### TASK DETAILS
Copy the records from the line containing "logo in the photo above." through the end of the records, putting "JSON list" wherever "JSON array" appears and changing nothing else.

### RECORDS PROVIDED

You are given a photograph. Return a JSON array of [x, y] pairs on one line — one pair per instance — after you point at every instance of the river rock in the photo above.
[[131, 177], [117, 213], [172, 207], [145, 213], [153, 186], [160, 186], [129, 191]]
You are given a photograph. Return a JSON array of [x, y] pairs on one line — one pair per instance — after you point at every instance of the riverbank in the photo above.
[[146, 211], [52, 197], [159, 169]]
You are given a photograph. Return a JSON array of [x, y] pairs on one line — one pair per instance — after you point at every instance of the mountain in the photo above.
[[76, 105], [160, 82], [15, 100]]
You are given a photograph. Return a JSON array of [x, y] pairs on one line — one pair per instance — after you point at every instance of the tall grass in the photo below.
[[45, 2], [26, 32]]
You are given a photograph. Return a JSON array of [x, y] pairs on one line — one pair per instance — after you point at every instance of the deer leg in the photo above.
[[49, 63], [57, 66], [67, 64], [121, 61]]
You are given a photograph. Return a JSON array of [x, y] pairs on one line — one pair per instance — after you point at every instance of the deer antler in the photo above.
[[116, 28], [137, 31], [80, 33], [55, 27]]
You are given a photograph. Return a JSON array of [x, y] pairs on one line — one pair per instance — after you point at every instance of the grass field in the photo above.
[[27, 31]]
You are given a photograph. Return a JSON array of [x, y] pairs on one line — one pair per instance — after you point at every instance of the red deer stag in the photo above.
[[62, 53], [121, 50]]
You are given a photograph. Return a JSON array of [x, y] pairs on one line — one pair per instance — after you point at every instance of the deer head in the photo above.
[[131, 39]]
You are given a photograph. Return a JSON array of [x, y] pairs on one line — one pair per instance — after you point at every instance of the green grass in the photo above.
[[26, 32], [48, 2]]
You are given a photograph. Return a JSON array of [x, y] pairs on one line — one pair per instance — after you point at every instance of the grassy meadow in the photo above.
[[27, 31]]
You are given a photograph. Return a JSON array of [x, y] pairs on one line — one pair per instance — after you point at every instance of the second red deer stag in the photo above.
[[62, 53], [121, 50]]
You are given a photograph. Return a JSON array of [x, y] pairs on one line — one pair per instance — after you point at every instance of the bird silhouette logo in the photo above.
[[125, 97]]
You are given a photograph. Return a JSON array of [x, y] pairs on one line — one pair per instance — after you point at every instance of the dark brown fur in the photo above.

### TASK SOLUTION
You are given a photograph. Return a JSON list of [x, y] pairs on one line — one pair per instance — after you point at every instance of the bird silhouette logo in the photo above.
[[125, 97]]
You are given a photograph. Return a JSON list of [x, y] pairs on one line — one pair per instance — after you point at every instance of the dark brown fur in the photo above.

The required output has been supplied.